[AUFGABENSTELLUNG]
1: Welches Reiseziel hatte das Auto laut dem Textauszug an jenem Freitag?
2: Übertragen Sie den Satz „Epi- und Prolog und Interludium machen noch kein Konzept.“ aus dem Textauszug ins Englische.
3: Nennen Sie sämtliche Musiker und Bands, die im Textauszug namentlich erwähnt werden.

[VORLIEGENDER TEXTAUSZUG]

Aber noch ein Wort zu der Behauptung mit dem Konzept-Album. Epi- und Prolog und Interludium machen noch kein Konzept. Die Texte haben alle zwar nur ein einziges Thema, nämlich die Schlechtigkeit der Welt und wie beschissen alles ist. Wenn es danach ginge, dann wären auch alle Roy Black-Platten oder die von David Coverdale als Konzept-Platten zu betrachten, denn dort geht es auch immer nur um ein einziges Thema, nämlich die Liebe und die Weiber. So etwas aber ist KEIN Konzept! Also bitte den Begriff „Konzept“ nicht so inflationär und vor allem falsch benutzen!

Zum Abschluss noch eine kleine Geschichte: da saß ich doch letztens an einem Freitag in einem Auto unterwegs nach Oberhausen, kurz vor der Unwetter-Katastrophe im Ruhrgebiet, und ein werter Kollege, Dessen-Name-Hier-Nicht-Genannt-Werden-Soll, meinte doch zu mir: „Mattes, ich hab hier noch’n paar Promos. Nix für mich, aber Du hörst doch auch so `nen Krach?“
„Kommt drauf an“, sagte ich, „aber immer her damit.“
Dies war eine wirklich weise Entscheidung, denn zu den drei Promos gehört RUDE REVELATION.
Die anderen beiden sind BLOODLINE SEVERED mit „Visions Revealed“ und SEVENTH ANGEL mit „The Dust Of Years“ und bilden mit der oben genannten Scheibe ein besonders für die Ferien (Schüler), die Semesterferien (Studenten) oder den Urlaub (Arbeitnehmer) unter uns das Tripple-Rundum-Sorglos-Thrash-/Death Metal-Paket auf sehr hohem Niveau und für alle Fälle, falls ihr versteht, was ich meine? Dann nix wie los!

[BEREITGESTELLTE DATENSÄTZE]

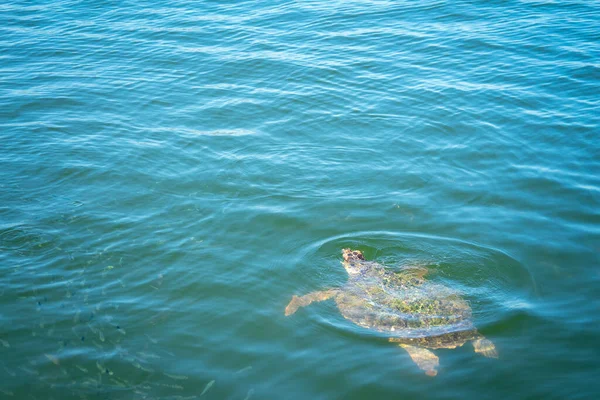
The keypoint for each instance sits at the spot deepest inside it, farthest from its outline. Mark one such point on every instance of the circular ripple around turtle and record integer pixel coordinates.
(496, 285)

---

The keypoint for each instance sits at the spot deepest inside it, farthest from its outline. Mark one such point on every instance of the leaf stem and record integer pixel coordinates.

[LÖSUNGEN JE AUFGABE]
1: Oberhausen

2: Epilogue, prologue and interlude do not yet make a concept.

3: Roy Black, David Coverdale, RUDE REVELATION, BLOODLINE SEVERED, SEVENTH ANGEL